═══ Provided data ═══

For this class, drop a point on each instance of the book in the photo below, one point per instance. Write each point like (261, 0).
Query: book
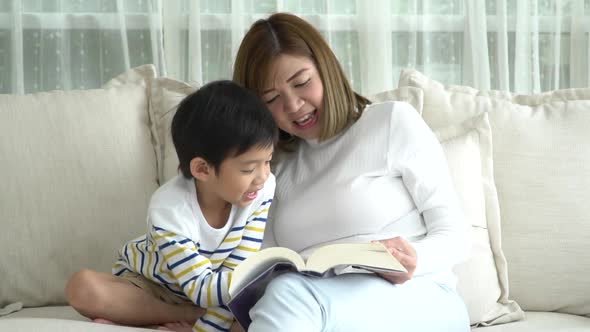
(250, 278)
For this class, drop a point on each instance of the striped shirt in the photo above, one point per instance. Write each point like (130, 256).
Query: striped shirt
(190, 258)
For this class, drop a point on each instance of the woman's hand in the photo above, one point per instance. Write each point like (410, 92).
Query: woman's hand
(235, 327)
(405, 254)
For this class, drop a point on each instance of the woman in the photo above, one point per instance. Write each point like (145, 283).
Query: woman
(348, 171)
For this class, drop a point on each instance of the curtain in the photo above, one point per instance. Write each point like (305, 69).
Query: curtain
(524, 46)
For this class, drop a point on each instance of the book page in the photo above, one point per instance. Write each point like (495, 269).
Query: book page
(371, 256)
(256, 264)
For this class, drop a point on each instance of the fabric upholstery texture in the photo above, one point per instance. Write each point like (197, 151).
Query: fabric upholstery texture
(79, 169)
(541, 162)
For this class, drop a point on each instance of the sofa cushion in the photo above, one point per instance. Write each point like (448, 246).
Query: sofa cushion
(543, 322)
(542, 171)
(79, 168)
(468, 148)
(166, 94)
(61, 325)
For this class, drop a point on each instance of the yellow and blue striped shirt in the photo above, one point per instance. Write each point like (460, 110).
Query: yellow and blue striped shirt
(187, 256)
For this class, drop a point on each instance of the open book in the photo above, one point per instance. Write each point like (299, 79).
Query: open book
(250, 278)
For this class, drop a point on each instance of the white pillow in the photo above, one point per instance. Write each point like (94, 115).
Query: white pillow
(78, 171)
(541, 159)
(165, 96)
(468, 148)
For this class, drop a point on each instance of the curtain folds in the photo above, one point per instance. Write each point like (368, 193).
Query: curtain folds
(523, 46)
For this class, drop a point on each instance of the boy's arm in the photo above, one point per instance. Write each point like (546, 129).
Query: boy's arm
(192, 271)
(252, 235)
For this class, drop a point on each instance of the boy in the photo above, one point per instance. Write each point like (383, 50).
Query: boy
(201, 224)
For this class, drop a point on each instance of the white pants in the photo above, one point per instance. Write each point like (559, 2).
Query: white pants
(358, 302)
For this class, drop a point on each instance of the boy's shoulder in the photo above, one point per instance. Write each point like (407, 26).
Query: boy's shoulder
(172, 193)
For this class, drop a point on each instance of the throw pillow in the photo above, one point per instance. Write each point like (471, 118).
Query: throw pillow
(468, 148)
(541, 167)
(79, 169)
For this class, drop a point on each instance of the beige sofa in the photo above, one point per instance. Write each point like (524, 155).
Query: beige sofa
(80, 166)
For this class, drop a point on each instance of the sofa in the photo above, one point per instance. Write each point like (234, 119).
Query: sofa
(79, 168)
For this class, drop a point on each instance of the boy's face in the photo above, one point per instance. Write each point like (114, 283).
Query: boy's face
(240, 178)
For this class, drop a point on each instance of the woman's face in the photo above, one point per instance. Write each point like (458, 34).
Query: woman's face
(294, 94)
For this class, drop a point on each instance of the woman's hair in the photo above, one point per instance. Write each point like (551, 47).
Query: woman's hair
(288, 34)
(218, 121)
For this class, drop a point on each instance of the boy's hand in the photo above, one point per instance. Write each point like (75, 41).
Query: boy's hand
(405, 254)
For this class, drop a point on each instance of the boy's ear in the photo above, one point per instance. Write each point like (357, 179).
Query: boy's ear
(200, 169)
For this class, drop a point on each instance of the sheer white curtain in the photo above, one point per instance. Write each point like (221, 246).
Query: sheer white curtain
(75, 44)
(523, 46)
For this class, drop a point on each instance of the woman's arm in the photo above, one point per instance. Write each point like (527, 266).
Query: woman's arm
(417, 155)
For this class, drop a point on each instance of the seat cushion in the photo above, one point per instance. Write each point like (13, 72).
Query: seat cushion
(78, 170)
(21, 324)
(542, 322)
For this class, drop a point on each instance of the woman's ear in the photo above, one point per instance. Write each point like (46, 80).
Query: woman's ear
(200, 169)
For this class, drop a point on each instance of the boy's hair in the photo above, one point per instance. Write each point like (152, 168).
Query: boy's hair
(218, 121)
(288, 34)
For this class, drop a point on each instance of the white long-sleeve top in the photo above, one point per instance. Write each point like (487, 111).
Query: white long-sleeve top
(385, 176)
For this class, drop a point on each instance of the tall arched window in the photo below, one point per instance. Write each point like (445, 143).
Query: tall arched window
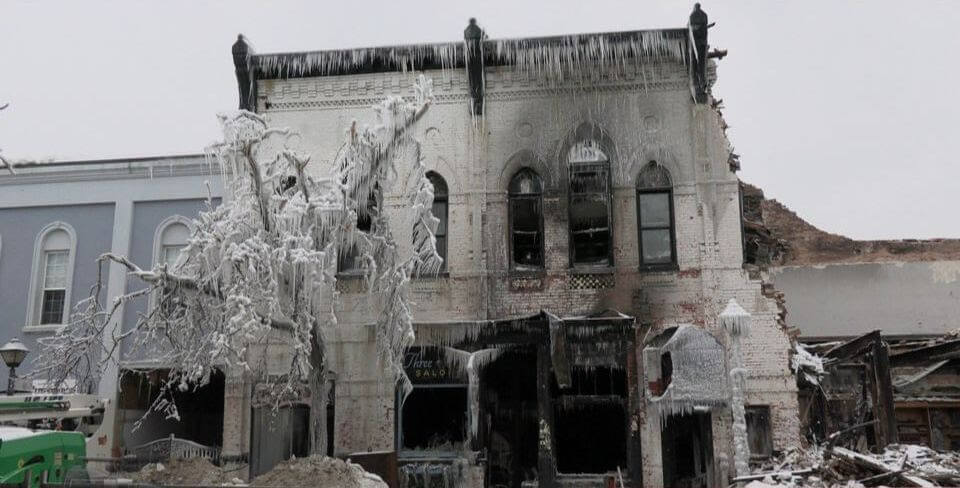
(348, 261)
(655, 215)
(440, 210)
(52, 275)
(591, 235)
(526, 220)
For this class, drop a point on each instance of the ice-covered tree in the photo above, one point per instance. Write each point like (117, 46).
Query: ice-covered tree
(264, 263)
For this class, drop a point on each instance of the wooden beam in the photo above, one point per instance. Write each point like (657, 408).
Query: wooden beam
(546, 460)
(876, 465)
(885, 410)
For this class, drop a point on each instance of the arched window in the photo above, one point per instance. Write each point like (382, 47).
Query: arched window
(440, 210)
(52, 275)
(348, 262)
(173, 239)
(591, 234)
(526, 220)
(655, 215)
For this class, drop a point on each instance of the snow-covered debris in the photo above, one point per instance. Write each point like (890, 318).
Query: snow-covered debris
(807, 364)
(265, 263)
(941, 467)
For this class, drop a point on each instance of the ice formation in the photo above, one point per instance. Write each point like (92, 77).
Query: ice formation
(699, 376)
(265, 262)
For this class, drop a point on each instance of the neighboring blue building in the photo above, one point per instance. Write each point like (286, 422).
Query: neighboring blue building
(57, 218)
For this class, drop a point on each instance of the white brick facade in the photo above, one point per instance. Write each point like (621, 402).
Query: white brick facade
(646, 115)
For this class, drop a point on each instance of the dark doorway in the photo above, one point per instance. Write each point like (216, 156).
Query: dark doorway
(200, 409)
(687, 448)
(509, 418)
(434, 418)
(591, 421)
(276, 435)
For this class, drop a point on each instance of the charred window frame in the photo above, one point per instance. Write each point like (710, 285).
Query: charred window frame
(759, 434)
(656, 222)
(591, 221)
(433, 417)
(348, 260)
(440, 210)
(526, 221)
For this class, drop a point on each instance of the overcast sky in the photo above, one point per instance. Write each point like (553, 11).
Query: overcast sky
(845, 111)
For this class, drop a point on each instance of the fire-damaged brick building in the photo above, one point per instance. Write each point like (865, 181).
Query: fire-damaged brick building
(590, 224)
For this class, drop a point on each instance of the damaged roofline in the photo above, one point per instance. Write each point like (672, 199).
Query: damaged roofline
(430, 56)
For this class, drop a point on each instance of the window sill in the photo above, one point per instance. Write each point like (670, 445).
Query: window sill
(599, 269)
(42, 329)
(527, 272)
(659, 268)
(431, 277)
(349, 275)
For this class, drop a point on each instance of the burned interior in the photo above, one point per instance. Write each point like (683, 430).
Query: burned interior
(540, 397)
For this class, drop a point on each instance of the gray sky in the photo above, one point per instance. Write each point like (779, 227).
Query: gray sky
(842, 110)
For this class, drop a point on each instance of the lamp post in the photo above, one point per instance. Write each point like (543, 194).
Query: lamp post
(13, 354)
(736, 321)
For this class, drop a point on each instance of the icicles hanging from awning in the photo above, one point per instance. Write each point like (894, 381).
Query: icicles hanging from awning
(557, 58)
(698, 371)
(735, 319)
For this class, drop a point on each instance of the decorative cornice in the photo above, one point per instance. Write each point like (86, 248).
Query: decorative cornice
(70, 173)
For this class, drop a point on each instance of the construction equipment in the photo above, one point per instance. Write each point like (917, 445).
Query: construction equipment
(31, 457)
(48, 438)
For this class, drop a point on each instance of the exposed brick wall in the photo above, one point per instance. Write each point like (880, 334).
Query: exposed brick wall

═══

◆ Work instructions:
Would you restate all of the data above word for word, omitting the pictures?

◆ Response area:
For this class, drop a point on each instance of the book in the photo below, one point per instance. Write each point like (261, 0).
Query: book
(250, 278)
For this class, drop a point on each instance of the striped shirt in the photo above, one point per instance. Write each point like (130, 256).
Query: striped shirt
(190, 258)
For this class, drop a point on each instance of the woman's hand in the photo above, one point per instance. Write each point like (410, 92).
Query: woman's hand
(235, 327)
(405, 254)
For this class, drop a point on each instance of the woman in the photo above, one point per instance. Write each point like (145, 283).
Query: woman
(348, 171)
For this class, drop a point on each instance of the curtain in the photo above, one point per instance. Write each point like (305, 69).
Query: curtain
(524, 46)
For this class, drop a point on each instance of the book page in the photo above, one point per instance. Write each point like (495, 269).
Query: book page
(371, 256)
(256, 264)
For this class, drop a point on each instance of the fabric upholstery texture in the photo above, one point per instance. Write each point like (197, 151).
Query: fabric upholstery texture
(79, 169)
(541, 162)
For this class, drop a point on each instance of the sofa cushion in the photo above, one point per instance. Write each point like (448, 246).
Query: sofa cushion
(543, 322)
(542, 171)
(79, 168)
(468, 148)
(166, 94)
(61, 325)
For this class, drop a point on each instance of the yellow and blue striped shirt in the photo above, one point per instance. Write each point like (460, 110).
Query: yellow and blue striped shirt
(187, 256)
For this class, drop a point on each instance of the open book in the photo above, one point per instance. Write each point like (299, 79).
Query: open book
(250, 278)
For this class, drop a point on each instance of the white pillow in the photo above, one point per instance. Write each point like (94, 115).
Query: white pillow
(78, 171)
(541, 159)
(165, 96)
(468, 148)
For this class, drop a point on each instance of the curtain folds in the photo above, one point per instance. Write each point like (368, 193).
Query: curtain folds
(523, 46)
For this class, drop a point on each instance of the boy's arm in the photo above, one point per instance. Write each point like (546, 129).
Query: boy's arm
(192, 271)
(252, 235)
For this class, drop a point on each instance of the boy in the photo above, one point per instance. Write each point like (383, 50).
Query: boy
(201, 224)
For this class, drop a point on each instance of the white pants in the photo above, one point per instance. Write each point like (559, 2).
Query: white pants
(358, 302)
For this class, drop a point on each instance of the boy's shoulder in the photo above, one point per instance. Write each point like (407, 26).
Query: boy's shoulder
(172, 193)
For this class, drop a point on each instance of the throw pillow in the photo above, one point per instance. Write each point like (471, 118).
Query: throw pillow
(468, 148)
(541, 167)
(79, 169)
For this class, drop a point on each instance of the beige sofa in the photo above, one point per instance. Write each point like (524, 155).
Query: beige sofa
(80, 166)
For this class, drop a point on each instance of the sofa in the photo above, one point per instance. Write each point like (234, 119).
Query: sofa
(79, 168)
For this class, drop a point on each instance of the boy's face in the photo above, one point per instance. Write each point like (114, 283).
Query: boy's face
(240, 178)
For this class, drop a point on each instance of the woman's face in the photo above, one point per instance. Write each point like (458, 34).
Query: woman's face
(294, 94)
For this class, drop a point on each instance of the woman's hair in the photo above, one point per instance. Write each point like (551, 47).
Query: woman's hair
(288, 34)
(218, 121)
For this class, drop a point on each instance of the boy's hand in the photo above, one point per instance. Write each point like (75, 41).
Query: boy's hand
(405, 254)
For this class, drop a point on each instance of the boy's ear in the photo above, one point per instance. Write each point like (357, 179).
Query: boy's ear
(200, 169)
For this class, drop a point on each instance of the sheer white curtain in the photo above, one point per instance. Write each point like (221, 246).
Query: sheer white curtain
(75, 44)
(523, 46)
For this class, drop a point on each instance of the woman's arm in the photo above, one point per instance. Write each point like (527, 266).
Query: woman's arm
(417, 155)
For this class, drop a point on each instance of the seat cushion in the photo above, one point per instance. Write each point like (13, 72).
Query: seat cushion
(78, 170)
(21, 324)
(542, 322)
For this class, drop a point on each instance of the woman's ear in the photo above, one point per instance. Write each point like (46, 80).
Query: woman's ear
(200, 169)
For this class, drop a point on each instance of the boy's hair in the photo above, one point per instance. Write each point like (152, 168).
Query: boy's hair
(218, 121)
(288, 34)
For this class, drop a point on each instance of the white long-sleeve top in the photo above, one point per instance. Write each point like (487, 111).
Query: white long-sleeve top
(385, 176)
For this class, drop a point on each instance of the tall arched window in the photo below, one point per instance. Write each point like (445, 143).
Query: tall arched window
(348, 261)
(655, 215)
(440, 210)
(52, 275)
(591, 235)
(526, 220)
For this class, drop a point on each instance of the ice-covered tree in the photo above, one point per instance. Write each point like (117, 46).
Query: ice-covered tree
(264, 263)
For this class, drop a point on each instance of the wooden beam in the photo above, one point per instance. Write each point like (657, 408).
Query: wooden beam
(546, 460)
(876, 465)
(885, 410)
For this class, drop a point on each instance of the arched window in the photo above, one point per instance. Write each point like (382, 47).
Query: arched window
(440, 210)
(52, 275)
(348, 262)
(173, 239)
(591, 234)
(526, 220)
(655, 215)
For this class, drop a point on each instance of the snow-covered debris in the photo above, one point per instance. Write each point like (890, 318).
Query: snow-covered debris
(807, 364)
(265, 263)
(941, 467)
For this class, drop a point on each instance of the ice formation in the photo above, one point per instance. Write each point like (92, 77).
Query: ice formation
(699, 376)
(265, 262)
For this class, drop a point on each instance of the neighboring blue building in the photo above, one point per instance. Write each point like (286, 422).
Query: neighboring blue building
(57, 218)
For this class, drop a point on each instance of the white brick facade in the photo above, one point per instance. Write each point like (621, 402).
Query: white brick facade
(646, 115)
For this class, drop a point on each instance of the dark doorway in the photo above, one point per instance. Write each point like (216, 156).
Query: dark doorway
(200, 409)
(687, 448)
(509, 418)
(434, 418)
(591, 421)
(276, 435)
For this class, drop a point on each instance of the charred window frame in the photo above, one point per instance. Write each point like (710, 285).
Query: charred window frame
(759, 434)
(656, 222)
(591, 221)
(433, 417)
(348, 260)
(440, 210)
(526, 221)
For this class, drop a point on each instance of the overcast sky in the photo above, one point per instance. Write each point like (553, 11).
Query: overcast sky
(845, 111)
For this class, drop a point on each instance of the fire-damaged brick building in the photo above, one point per instance. Write each point like (865, 181).
Query: fire-damaged brick building
(590, 224)
For this class, drop a point on each instance of the damaged roofline in the photo above, one point per instance. Write each point like (672, 199).
Query: damaged roofline
(430, 56)
For this class, drop a point on each instance of the window sill in the photo above, one point per instance. Write each point like (670, 445).
Query: window sill
(599, 269)
(42, 329)
(527, 272)
(659, 268)
(431, 277)
(349, 275)
For this class, drop a point on each instance of the burned interior in the photo above, one point per instance. Write each point like (683, 430).
Query: burned interior
(540, 397)
For this class, drop a point on each instance of the gray sky in the photo above, one point per instance. Write each point like (779, 227).
Query: gray sky
(842, 110)
For this class, drop a point on each instance of the lamp post in the photo above, one point per instance. Write each point like (543, 194).
Query: lamp post
(13, 354)
(736, 321)
For this class, drop a point on each instance of the icicles hanging from awning in the photo above, one point per instance. Write each point like (894, 381).
Query: icicles hanging from awning
(557, 58)
(698, 371)
(735, 319)
For this class, drop a point on each instance of the decorative cornice in the photo above, one point per instance. Write each point like (86, 248).
Query: decorative cornice
(70, 173)
For this class, drop a point on each instance of the construction equipment in the photo above, one point per instance. Write each point like (917, 445).
Query: construction equipment
(31, 457)
(48, 438)
For this class, drop a point on each instance of the exposed brick wall in the photo above, one point per instance. Write each point like (880, 334).
Query: exposed brick wall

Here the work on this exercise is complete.